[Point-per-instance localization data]
-- Opening Marker --

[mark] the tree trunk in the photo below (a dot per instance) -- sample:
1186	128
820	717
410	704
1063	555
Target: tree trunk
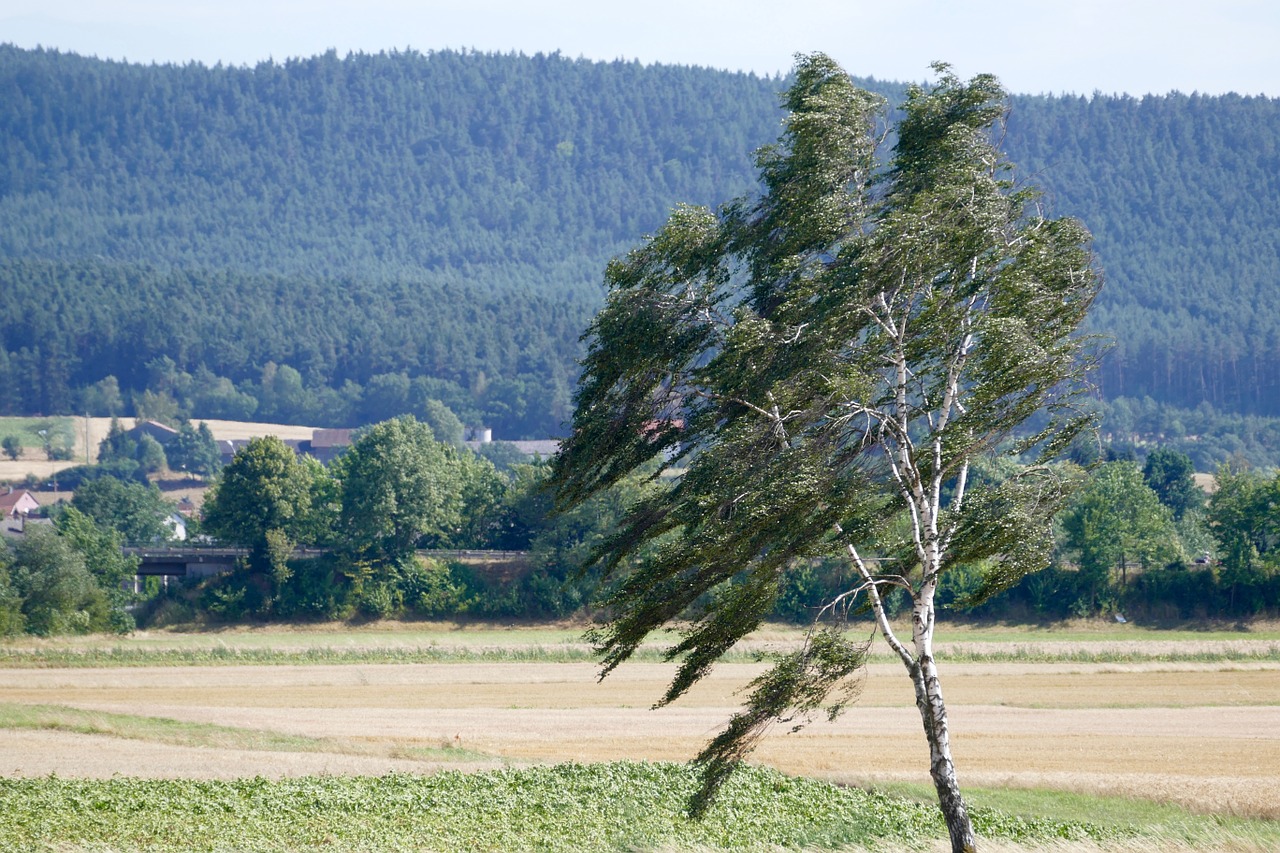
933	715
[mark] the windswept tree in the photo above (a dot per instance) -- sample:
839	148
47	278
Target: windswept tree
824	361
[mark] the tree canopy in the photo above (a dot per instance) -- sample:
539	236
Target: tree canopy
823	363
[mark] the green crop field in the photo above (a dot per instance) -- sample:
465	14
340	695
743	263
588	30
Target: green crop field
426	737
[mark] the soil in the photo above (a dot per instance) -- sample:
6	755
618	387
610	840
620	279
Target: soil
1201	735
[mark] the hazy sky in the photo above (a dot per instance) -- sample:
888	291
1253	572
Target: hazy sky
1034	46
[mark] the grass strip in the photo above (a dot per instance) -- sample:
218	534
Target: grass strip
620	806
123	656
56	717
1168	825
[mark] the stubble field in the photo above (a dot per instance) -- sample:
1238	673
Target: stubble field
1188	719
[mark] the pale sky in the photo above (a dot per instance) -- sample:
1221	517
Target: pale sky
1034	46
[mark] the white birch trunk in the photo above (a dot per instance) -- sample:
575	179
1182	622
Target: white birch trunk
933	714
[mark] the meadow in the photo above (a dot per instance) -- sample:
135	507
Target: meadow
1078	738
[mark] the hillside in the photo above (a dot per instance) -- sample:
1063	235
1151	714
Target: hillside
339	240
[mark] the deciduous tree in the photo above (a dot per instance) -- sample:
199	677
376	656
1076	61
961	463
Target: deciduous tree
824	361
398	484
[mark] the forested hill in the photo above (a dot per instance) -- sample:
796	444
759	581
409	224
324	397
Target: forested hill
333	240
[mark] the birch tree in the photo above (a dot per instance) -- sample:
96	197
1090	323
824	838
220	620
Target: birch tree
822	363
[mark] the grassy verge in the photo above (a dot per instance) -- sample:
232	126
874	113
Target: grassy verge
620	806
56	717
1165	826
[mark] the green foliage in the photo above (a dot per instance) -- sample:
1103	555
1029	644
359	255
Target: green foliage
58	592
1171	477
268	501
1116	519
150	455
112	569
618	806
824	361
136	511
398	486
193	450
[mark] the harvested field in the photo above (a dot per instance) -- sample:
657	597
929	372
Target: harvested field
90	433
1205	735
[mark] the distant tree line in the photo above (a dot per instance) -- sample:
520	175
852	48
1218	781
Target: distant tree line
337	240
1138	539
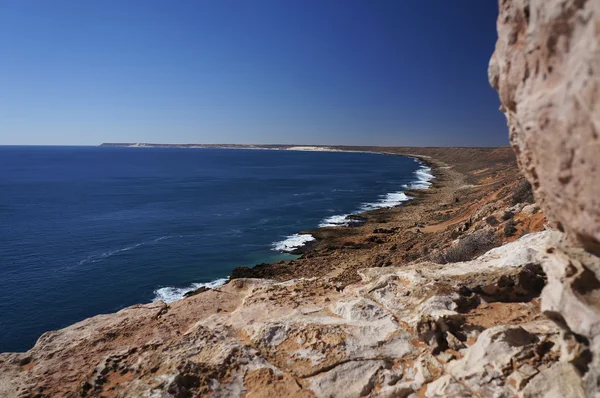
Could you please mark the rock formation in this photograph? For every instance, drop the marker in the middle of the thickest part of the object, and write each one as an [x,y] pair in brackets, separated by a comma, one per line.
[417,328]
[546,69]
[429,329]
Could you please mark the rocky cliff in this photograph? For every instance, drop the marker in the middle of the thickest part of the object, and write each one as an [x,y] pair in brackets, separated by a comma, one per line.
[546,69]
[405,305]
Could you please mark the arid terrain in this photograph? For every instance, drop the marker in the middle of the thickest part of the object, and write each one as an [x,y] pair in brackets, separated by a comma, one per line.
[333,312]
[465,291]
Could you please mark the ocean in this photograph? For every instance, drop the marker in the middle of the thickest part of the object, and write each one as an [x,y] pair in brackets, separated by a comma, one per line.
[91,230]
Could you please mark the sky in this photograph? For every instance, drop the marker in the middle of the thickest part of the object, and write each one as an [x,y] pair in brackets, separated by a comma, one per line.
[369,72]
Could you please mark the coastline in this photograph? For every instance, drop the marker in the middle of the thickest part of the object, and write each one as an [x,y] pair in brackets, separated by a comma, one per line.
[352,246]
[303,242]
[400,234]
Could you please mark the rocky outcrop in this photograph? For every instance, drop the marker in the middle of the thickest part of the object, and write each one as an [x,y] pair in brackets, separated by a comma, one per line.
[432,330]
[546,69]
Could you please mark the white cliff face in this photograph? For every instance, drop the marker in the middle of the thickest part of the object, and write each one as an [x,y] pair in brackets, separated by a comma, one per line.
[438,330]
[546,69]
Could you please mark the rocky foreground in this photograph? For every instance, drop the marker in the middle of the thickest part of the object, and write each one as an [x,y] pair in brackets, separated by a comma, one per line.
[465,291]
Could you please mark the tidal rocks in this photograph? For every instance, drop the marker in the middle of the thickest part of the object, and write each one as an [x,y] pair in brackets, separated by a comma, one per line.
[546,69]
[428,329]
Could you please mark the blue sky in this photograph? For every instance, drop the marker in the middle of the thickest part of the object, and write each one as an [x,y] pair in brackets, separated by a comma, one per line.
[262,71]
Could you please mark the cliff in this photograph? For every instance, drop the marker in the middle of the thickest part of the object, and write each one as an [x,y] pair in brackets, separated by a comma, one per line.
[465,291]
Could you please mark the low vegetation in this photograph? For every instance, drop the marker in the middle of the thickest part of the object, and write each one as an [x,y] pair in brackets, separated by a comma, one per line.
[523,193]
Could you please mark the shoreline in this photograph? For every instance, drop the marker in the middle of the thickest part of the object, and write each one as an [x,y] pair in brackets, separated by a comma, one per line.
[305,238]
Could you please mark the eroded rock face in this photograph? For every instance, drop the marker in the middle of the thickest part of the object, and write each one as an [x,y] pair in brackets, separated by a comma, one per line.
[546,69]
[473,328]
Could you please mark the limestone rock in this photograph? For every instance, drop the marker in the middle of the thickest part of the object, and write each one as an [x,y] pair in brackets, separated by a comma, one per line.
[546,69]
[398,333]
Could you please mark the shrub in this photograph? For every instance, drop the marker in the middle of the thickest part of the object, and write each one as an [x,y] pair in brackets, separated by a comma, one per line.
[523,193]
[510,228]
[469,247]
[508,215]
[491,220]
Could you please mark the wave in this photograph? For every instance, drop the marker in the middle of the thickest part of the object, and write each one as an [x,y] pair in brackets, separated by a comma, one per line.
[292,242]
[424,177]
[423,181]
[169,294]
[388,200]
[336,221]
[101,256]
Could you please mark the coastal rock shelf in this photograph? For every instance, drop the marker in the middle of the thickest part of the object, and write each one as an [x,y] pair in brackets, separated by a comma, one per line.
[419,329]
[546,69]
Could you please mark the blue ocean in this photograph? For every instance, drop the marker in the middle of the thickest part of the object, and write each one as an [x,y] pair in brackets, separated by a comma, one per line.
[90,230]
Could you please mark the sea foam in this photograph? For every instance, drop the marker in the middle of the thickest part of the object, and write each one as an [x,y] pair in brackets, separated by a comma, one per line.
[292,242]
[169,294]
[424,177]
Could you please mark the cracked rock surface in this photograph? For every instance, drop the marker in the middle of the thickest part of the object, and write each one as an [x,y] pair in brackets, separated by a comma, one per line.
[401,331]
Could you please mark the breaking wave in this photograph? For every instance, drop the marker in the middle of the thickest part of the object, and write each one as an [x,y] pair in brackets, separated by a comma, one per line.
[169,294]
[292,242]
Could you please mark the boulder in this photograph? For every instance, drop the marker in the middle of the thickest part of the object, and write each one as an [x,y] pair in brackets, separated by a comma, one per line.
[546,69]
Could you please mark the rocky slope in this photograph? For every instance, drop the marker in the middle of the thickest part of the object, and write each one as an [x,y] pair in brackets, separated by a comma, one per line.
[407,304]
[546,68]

-- Closing Marker --

◆ **WHAT IS NEEDED**: Each of the entries above must be output exactly, with none of the pictures.

◆ **RESULT**:
[mark] the tree trunk in the photo below (a dot per instance) -- sample:
1186	128
820	717
410	704
1063	555
Target: tree trunk
933	715
[mark] the windswept tree in the photo above (a dot per instance) -- sample:
839	148
47	278
Target: windswept tree
824	361
[mark] the tree canopy in the photo above (a dot per instance) -- sample:
539	236
Target: tree canopy
823	363
[mark] the green crop field in the photo above (a dot per instance) -- sample:
465	14
340	695
743	263
588	30
Target: green crop field
426	737
[mark] the soil in the photo above (a dot per instance) -- sample:
6	755
618	387
610	840
620	279
Target: soil
1201	735
[mark] the hazy sky in the photo above (a dot per instance) -- sample:
888	291
1253	572
Target: hazy sky
1034	46
[mark] the grass strip in the photo above (a dot per instance) -- sample:
218	534
Target: grass strip
620	806
123	656
56	717
1168	825
[mark] the stubble field in the photo above (a dot per instance) -- sample:
1238	673
Target: stubble field
1188	719
[mark] the pale sky in the photo above (a dot per instance) -- sample:
1221	517
Target: pale sky
1034	46
[mark] the white birch trunk in the photo above (a dot per instance) -- sample:
575	179
1182	622
Target: white birch trunk
933	714
[mark] the meadow in the photo above (a dot per instance) -- sample:
135	507
Target: meadow
1078	738
[mark] the hillside in the photo above (a dot per instance) -- sample:
1063	235
1151	714
Target: hillside
339	240
[mark] the deciduous tree in the photo above (a dot per instance) -- sample:
199	677
376	656
1076	61
961	463
Target: deciduous tree
824	361
398	484
[mark] the forested hill in the photo above (a dot per instance) -- sample:
796	444
759	581
409	224
324	397
Target: forested hill
333	240
[mark] the birch tree in the photo above (a dot per instance) -- sample:
96	197
1090	323
824	838
220	620
Target: birch tree
822	363
[mark] the grassy verge in the photo above (a dot per instance) -- sample:
232	126
874	113
Target: grassy verge
620	806
56	717
1165	826
[mark] the green foliage in the photo above (a dot per instance) -- sample:
1103	555
1029	644
359	255
Target: green foliage
58	592
1171	477
268	501
1116	519
150	455
112	569
618	806
824	361
136	511
398	486
193	450
[mark] the harvested field in the photo above (a dot per instance) -- sample:
657	597
929	372
Target: harvested field
90	433
1205	735
[mark] the distant tree line in the photo above (a dot per instance) -- sample:
520	175
852	48
1218	781
Target: distant tree line
337	240
1138	539
Could you please mark the rock formation in this photograph? For every instance, drop the marker in the middle of the thickest part of the object, and write each one as an [x,y] pair in brackets, separated by a comma, one per line.
[417,328]
[546,69]
[429,329]
Could you please mark the rocky cliff in this photograph? For every instance, drop the marker in the middle of the thickest part of the object, and write each one as an [x,y] pair in brackets, separated by a comma, one per line.
[546,69]
[405,305]
Could you please mark the arid terrain in this photograph? For every instance, drop the marker in the middle of the thickest part of the object, and write each one as an [x,y] pair in brackets, separated by a comma, one per line.
[333,312]
[465,291]
Could you please mark the ocean in this photograph? For every instance, drop the marker in the middle of the thickest part of the object, and write each one as an [x,y] pair in brackets, separated by a comma, one per line.
[91,230]
Could you please mark the sky in this photograph? For every instance, drop the marker in the middle of the thickest part of the object, and write each one as an [x,y] pair in brackets, separated by a comma, one per line.
[369,72]
Could you please mark the coastline in this photograph? For every instance, drop the marker in the middle of the thickest part of the object, and write each one as an [x,y] pair in brackets, separated by a comma, one per line.
[352,246]
[303,242]
[400,234]
Could you please mark the rocky outcrop in this photograph? For every instance, drop the marker in the middle of the thickest part of the object, and write each one as an [x,y] pair in brackets, separated by a comma, one per line.
[432,330]
[546,69]
Could you please mark the white cliff face in this photograph? For every instance, drop the marker in the middle of the thickest part of the object, and write each one as an [x,y] pair in brackets, separated by a comma, one per line.
[438,330]
[546,69]
Could you please mark the rocky foreground in this photograph? For every instance, drop the marker in the middle of the thickest part of the object, and write each one as an [x,y] pair in brackets, separated by a comma, one per line.
[465,291]
Could you please mark the tidal rocks in this photograph? For every instance, drop the marker in the middle of the thickest part of the object, and write each one as an [x,y] pair in brackets, separated by a comma, one per line.
[546,69]
[428,329]
Could you please mark the blue sky in this photograph? For every instance, drop the marker in the middle of the thickest part of the object, and write each one as an [x,y] pair in brackets, separated by a comma, one per line.
[262,71]
Could you please mark the cliff in this photograph? For every instance, drop the marker in the middle of the thickest part of the object, and write each one as an [x,y] pair in brackets, separated by a comma, one per line.
[465,291]
Could you please mark the low vegetation in this photograph? For every instance, drop the marker in the middle of the thickest part of the object, and write each one as an [x,y] pair in brackets, separated by a comma, one per line.
[523,193]
Could you please mark the shoreline in this photograph? For every instance, drop the marker in the middle of the thickest part of the object, and write each one as an [x,y] pair in brackets, separated by a comma, one per line.
[305,238]
Could you please mark the eroded rock face in this photograph? For every instance, drop the marker in the middle of the thickest part of the object, and write each one as an [x,y] pair in brackets, separated by a comma, one per line.
[546,69]
[473,328]
Could you please mark the limestone rock in this photograph? For every instance, drop the marker in the middle of the thickest part of the object, and write each one as an [x,y] pair in brackets, separated by a comma, one per line.
[546,69]
[398,333]
Could you please mark the shrub in this photograph? For every instance, drop the marker in the middle of the thickest part of the object, and write each one as an [x,y] pair in brackets, separated by a comma, one per line.
[523,193]
[510,228]
[469,247]
[508,215]
[491,220]
Could you please mark the wave in this photograph? For every instance, drop the marker in the middle of the thickest part of the object, and write each one as an [x,y] pair in brackets, separated by a comma, one per line.
[292,242]
[424,177]
[423,181]
[169,294]
[388,200]
[336,221]
[101,256]
Could you please mark the coastal rock shelf in this photograph? For every instance, drop the marker in the middle of the thickest part of the object, and write each one as an [x,y] pair in brackets, separated by a comma, one per line.
[419,329]
[546,69]
Could you please mark the blue ocean in this photograph? For every instance, drop the marker in the middle of the thickest part of the object, and write each one as an [x,y] pair in brackets, separated by a comma, one per line.
[90,230]
Could you please mark the sea foam in this photograph? For every instance, drop the marker in the middle of the thickest part of the object, and write each one as an [x,y] pair in brackets, separated by a comma, one per line.
[292,242]
[169,294]
[424,177]
Could you please mark the cracked rock surface in this photograph? For every instance, drop the marker in the middle of the thickest part of the object, and write each one as an [x,y] pair in brackets, separated by a comma, one per line.
[401,331]
Could you please mark the breaking wave in this photograph? For every instance, drop the marker in the middle of the thickest part of the object, and write each one as an [x,y] pair in brackets, separated by a comma, one per line.
[169,294]
[292,242]
Could you please mark the boulder in this photograph? For every instance, drop the marker in the middle of the thickest part of the object, and write each one as an [x,y] pair in brackets, separated by a comma, one per line.
[546,69]
Could you please mark the rocky slope in this photograph? For every instance, drop the marker in the middle of the thickest part of the object, and write each one as an [x,y] pair in brackets, separated by a comma, one per line.
[407,304]
[546,68]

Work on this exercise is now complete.